● **Written task**: Every line below should be repeated exactly as written.

--- START ---

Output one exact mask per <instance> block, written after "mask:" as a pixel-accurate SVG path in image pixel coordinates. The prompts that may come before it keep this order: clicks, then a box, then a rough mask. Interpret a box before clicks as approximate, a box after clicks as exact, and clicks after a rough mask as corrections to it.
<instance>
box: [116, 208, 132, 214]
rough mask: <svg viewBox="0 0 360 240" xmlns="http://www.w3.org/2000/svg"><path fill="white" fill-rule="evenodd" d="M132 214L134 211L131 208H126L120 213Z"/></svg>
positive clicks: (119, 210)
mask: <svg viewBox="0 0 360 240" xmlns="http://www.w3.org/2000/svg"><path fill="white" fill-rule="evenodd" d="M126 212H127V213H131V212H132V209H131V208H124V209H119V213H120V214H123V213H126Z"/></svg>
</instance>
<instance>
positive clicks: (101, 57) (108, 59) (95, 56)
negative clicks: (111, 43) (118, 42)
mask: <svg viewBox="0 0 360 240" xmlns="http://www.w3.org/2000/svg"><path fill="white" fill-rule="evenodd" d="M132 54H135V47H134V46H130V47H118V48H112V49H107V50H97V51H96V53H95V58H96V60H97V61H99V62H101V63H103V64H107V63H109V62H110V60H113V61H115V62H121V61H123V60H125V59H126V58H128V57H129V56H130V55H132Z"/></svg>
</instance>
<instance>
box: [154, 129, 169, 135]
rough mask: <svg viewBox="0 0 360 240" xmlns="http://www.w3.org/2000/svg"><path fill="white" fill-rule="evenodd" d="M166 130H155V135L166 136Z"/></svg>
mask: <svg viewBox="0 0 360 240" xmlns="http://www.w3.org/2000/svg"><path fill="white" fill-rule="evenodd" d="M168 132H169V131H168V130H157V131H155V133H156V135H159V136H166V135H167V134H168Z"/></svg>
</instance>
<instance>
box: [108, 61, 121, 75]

--- END ---

● **Response to the task**:
Output one exact mask per <instance> block, written after "mask:" as a pixel-accurate SVG path in image pixel coordinates. The prompts that may come before it keep this order: clicks, then a box, then a rough mask. Interpret a box before clicks as approximate, a box after clicks as exact, and clicks after a rough mask as corrections to it.
<instance>
box: [116, 208, 132, 214]
rough mask: <svg viewBox="0 0 360 240" xmlns="http://www.w3.org/2000/svg"><path fill="white" fill-rule="evenodd" d="M132 214L134 211L131 208H126L120 213Z"/></svg>
positive clicks: (119, 210)
mask: <svg viewBox="0 0 360 240" xmlns="http://www.w3.org/2000/svg"><path fill="white" fill-rule="evenodd" d="M126 212H127V213H131V212H132V209H131V208H124V209H119V213H120V214H123V213H126Z"/></svg>
</instance>
<instance>
positive clicks: (101, 57) (108, 59) (95, 56)
negative clicks: (111, 43) (118, 42)
mask: <svg viewBox="0 0 360 240" xmlns="http://www.w3.org/2000/svg"><path fill="white" fill-rule="evenodd" d="M132 54H135V47H134V46H130V47H118V48H112V49H107V50H97V51H96V53H95V58H96V60H97V61H99V62H101V63H103V64H107V63H109V62H110V60H113V61H115V62H121V61H123V60H125V59H126V58H128V57H129V56H130V55H132Z"/></svg>
</instance>
<instance>
box: [154, 129, 169, 135]
rough mask: <svg viewBox="0 0 360 240" xmlns="http://www.w3.org/2000/svg"><path fill="white" fill-rule="evenodd" d="M166 130H155V135L166 136Z"/></svg>
mask: <svg viewBox="0 0 360 240" xmlns="http://www.w3.org/2000/svg"><path fill="white" fill-rule="evenodd" d="M168 132H169V131H168V130H157V131H155V133H156V135H159V136H166V135H167V134H168Z"/></svg>
</instance>
<instance>
box: [108, 61, 121, 75]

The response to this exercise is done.